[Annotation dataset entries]
- - - -
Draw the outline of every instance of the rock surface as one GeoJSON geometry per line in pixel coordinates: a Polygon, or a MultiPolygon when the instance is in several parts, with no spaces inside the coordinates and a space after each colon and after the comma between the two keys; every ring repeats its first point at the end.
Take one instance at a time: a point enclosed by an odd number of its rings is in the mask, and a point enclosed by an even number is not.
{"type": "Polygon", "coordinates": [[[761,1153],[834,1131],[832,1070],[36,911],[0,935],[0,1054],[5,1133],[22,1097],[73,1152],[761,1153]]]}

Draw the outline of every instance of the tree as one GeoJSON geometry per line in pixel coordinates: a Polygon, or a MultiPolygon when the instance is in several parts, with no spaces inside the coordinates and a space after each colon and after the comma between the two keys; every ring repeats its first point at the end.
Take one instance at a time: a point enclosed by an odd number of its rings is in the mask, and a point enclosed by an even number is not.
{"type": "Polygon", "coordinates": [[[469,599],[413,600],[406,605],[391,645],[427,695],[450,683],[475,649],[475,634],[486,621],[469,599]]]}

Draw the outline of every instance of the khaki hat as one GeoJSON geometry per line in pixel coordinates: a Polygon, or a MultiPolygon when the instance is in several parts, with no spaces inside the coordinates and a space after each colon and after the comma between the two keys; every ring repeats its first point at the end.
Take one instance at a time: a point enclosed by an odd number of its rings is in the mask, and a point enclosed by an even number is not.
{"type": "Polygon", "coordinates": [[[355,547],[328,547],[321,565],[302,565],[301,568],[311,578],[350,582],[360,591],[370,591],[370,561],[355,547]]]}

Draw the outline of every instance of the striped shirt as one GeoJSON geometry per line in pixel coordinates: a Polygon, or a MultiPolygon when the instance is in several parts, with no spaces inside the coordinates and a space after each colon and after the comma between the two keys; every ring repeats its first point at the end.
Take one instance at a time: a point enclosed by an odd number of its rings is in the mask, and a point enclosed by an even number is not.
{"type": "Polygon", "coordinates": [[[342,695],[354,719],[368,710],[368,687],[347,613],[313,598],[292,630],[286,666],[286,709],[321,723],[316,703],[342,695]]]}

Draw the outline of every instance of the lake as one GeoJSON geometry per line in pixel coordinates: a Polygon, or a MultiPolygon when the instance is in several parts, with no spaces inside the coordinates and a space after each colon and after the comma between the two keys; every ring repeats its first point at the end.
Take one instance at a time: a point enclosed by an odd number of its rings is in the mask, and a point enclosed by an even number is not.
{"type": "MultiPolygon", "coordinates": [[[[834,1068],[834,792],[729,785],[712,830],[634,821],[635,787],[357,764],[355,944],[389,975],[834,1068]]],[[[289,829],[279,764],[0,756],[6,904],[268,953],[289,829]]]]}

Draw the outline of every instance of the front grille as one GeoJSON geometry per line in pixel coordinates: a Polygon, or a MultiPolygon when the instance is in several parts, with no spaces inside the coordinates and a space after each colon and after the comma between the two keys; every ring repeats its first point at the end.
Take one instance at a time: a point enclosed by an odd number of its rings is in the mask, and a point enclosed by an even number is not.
- - - -
▶ TASK DIRECTIONS
Reproduce all of the entries above verbatim, line by line, with no changes.

▶ FINISHED EXERCISE
Draw the outline of every instance of the rock surface as one GeoJSON geometry per line in pixel coordinates: a Polygon, or a MultiPolygon when the instance is in several parts, with no spaces inside the coordinates and a space after each colon and after the comma between the two keys; every ring repeats its first point at the end.
Take one instance at a time: a point enclosed by an odd number of its rings is in the mask, and a point enclosed by an even number is not.
{"type": "Polygon", "coordinates": [[[761,1153],[834,1131],[832,1070],[36,911],[0,935],[0,1054],[5,1133],[22,1097],[73,1152],[761,1153]]]}

Draw the outline of every instance of the tree as one GeoJSON geometry per line in pixel coordinates: a Polygon, or a MultiPolygon when the instance is in several parts, with no spaces inside the coordinates and a space after each colon and after the comma between the two keys; every ring repeats its first point at the end.
Take one instance at a time: a point enclosed by an odd number of its rings is in the mask, and a point enclosed by an even number is not.
{"type": "Polygon", "coordinates": [[[469,599],[413,600],[406,605],[391,645],[427,695],[450,683],[475,649],[475,634],[486,621],[469,599]]]}

Draw the outline of every instance of the khaki hat as one GeoJSON geometry per line in pixel coordinates: a Polygon, or a MultiPolygon when the instance is in several parts, with no spaces inside the coordinates and a space after each colon and after the comma between the two keys; every ring repeats its first point at the end.
Take one instance at a time: a point enclosed by an odd number of its rings is in the mask, and a point enclosed by an even number is not.
{"type": "Polygon", "coordinates": [[[355,547],[328,547],[321,565],[302,565],[301,568],[311,578],[350,582],[360,591],[370,591],[370,561],[355,547]]]}

Draw the outline of every instance of the striped shirt as one GeoJSON geometry per line in pixel coordinates: a Polygon, or a MultiPolygon when the instance is in several parts, with no spaces inside the coordinates and a space after each colon and after the comma between the two keys; every ring repeats its first point at the end.
Take one instance at a time: a point enclosed by an odd number of its rings is in the mask, and a point enclosed by an even number is not.
{"type": "Polygon", "coordinates": [[[342,695],[354,719],[368,710],[368,687],[347,613],[313,598],[292,630],[286,666],[286,709],[321,723],[316,703],[342,695]]]}

Draw the outline of every instance of the lake as one GeoJSON geometry per line in pixel coordinates: a Polygon, or a MultiPolygon when the instance is in several parts, with no spaces inside the coordinates and a space after each colon and after the comma between the two keys; every ring repeats its first point at the end.
Take one instance at a time: a point enclosed by an odd number of its rings is in the mask, and a point enclosed by an even number is not.
{"type": "MultiPolygon", "coordinates": [[[[834,1068],[834,792],[729,785],[712,830],[634,821],[635,787],[357,764],[355,944],[389,975],[834,1068]]],[[[289,829],[279,764],[0,756],[6,904],[268,953],[289,829]]]]}

Draw the outline of every instance of the front grille as one GeoJSON geometry per line in pixel coordinates: a Polygon, or a MultiPolygon when the instance is in several parts, with no spaces inside the coordinates and a space after each colon and after the comma between the two keys; every ring repeats its first point at the end.
Take one instance at a time: a point enclosed by an odd number of its rings is in the mask, and a point enclosed by an even number is not.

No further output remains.